*WHAT NEEDS TO BE DONE*: Swap "telephoto lens" for "zoom lens" in the stretch from the start of the material through the line containing "<point>153,84</point>", keeping everything else the same and leaving out the pictures.

*SOURCE RECORDS*:
-- start --

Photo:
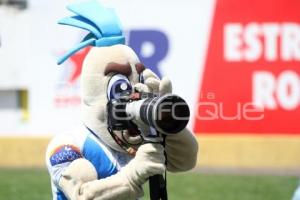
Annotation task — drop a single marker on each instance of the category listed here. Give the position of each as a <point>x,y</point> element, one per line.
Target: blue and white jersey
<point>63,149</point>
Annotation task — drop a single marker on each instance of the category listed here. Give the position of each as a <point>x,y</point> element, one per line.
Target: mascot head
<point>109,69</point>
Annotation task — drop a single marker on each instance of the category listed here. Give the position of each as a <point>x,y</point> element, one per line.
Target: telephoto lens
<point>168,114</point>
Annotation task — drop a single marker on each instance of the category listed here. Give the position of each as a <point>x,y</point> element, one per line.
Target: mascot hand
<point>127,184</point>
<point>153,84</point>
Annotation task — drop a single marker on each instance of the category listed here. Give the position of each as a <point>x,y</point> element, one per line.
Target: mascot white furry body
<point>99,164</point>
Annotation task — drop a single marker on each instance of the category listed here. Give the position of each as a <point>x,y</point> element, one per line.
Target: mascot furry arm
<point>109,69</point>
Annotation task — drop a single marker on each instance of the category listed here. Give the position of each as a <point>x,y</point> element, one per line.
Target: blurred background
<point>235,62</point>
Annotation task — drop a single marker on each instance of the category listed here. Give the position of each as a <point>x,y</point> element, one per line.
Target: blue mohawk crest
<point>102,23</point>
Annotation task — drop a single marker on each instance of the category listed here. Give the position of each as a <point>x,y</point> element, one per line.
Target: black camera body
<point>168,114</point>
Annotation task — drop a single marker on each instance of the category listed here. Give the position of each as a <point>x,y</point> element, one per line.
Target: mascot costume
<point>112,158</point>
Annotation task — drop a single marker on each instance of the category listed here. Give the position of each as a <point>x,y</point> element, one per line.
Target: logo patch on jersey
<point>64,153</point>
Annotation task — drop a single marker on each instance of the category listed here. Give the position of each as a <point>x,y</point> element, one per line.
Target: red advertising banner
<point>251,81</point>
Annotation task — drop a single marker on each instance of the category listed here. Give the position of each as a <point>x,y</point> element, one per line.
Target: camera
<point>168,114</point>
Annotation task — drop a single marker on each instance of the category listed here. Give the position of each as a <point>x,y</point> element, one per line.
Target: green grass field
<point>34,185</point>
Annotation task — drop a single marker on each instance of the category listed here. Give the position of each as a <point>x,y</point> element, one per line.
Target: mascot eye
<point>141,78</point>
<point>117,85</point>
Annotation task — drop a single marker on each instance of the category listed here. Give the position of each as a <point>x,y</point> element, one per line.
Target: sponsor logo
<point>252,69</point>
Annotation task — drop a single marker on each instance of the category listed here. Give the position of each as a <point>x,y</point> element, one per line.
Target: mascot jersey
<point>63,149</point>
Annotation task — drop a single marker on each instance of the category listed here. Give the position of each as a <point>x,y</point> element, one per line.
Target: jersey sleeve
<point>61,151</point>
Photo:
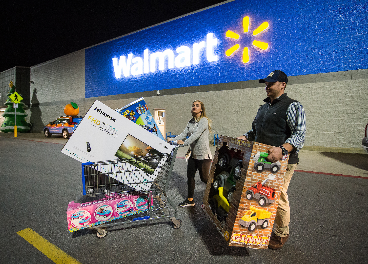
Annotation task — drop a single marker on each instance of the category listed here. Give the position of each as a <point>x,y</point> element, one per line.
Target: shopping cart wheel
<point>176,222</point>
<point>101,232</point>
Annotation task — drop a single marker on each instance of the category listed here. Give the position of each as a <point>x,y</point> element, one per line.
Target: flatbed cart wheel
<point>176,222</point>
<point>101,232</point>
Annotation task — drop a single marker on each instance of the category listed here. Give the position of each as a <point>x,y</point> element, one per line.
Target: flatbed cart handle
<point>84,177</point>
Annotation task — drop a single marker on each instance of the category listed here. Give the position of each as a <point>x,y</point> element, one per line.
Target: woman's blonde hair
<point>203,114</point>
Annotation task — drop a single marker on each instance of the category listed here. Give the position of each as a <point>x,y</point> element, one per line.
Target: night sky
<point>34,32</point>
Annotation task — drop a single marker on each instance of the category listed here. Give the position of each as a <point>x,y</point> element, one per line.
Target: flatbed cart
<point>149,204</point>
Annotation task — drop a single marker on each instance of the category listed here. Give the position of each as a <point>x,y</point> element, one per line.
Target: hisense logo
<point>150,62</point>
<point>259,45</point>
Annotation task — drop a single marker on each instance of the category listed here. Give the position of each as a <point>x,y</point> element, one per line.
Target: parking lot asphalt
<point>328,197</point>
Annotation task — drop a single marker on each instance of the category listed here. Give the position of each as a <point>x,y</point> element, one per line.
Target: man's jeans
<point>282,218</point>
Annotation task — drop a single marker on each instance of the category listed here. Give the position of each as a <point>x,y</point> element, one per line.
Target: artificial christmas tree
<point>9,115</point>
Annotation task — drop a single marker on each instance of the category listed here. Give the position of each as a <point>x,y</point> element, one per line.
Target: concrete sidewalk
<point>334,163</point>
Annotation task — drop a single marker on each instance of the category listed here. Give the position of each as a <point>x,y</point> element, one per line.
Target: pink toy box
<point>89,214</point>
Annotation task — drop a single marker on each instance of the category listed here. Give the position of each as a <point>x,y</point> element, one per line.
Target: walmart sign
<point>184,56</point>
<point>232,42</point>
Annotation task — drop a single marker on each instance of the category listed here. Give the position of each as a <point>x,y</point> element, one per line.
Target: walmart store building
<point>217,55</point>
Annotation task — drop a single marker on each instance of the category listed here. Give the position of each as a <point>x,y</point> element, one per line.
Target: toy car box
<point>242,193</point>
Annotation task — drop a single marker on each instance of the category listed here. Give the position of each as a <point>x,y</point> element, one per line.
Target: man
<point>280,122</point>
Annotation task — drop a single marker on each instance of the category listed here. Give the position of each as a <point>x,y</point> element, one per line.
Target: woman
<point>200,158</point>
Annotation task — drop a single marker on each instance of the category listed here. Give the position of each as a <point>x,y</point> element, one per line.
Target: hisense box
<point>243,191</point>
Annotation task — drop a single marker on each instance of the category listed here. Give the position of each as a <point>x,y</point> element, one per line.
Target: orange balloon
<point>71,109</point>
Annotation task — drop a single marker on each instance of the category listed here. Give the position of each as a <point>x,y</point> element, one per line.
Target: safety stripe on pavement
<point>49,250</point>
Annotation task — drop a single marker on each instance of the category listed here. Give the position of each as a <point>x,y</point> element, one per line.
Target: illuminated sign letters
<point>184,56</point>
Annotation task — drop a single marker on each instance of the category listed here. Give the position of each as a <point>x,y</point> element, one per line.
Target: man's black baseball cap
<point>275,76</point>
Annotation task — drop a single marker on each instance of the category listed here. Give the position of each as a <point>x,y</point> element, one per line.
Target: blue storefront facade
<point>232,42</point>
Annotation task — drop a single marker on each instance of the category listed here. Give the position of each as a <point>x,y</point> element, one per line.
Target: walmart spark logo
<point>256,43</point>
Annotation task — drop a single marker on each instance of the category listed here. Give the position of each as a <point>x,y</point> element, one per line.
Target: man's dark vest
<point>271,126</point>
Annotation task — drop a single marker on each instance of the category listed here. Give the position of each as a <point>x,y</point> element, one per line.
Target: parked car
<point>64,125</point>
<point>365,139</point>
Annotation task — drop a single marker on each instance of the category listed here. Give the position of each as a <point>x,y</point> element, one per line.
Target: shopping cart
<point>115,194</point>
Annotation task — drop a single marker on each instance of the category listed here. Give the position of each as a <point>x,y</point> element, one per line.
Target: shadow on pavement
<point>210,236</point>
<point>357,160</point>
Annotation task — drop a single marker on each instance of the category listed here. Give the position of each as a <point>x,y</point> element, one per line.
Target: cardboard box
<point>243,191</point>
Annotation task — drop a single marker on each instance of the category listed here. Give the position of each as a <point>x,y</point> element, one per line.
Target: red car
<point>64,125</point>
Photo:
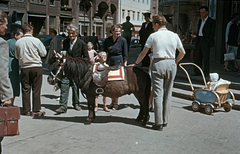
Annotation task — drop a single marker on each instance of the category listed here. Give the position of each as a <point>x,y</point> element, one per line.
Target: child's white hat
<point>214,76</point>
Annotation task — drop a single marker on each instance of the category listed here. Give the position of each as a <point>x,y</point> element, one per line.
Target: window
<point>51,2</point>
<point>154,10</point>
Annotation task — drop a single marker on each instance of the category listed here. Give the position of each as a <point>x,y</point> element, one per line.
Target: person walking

-- end --

*FINISHED TASK*:
Photo:
Annotation task — drop a single marker on each instance of the category listed here. Give the position of each as a <point>x,y</point> element, one per line.
Target: blue and white jersey
<point>63,149</point>
Annotation task — drop a single marker on each instance of the category listed here. Give the position of each as a <point>x,y</point> element, one per line.
Target: mascot head
<point>109,69</point>
Annotation task — drop a single marker on each instance of the category listed here. Give the position of each as a <point>x,y</point> element, one per line.
Target: zoom lens
<point>168,114</point>
Annotation task — drop a single marker on each instance of the category listed here. Give the position of each as a <point>x,y</point> element, one per line.
Target: mascot hand
<point>127,184</point>
<point>153,84</point>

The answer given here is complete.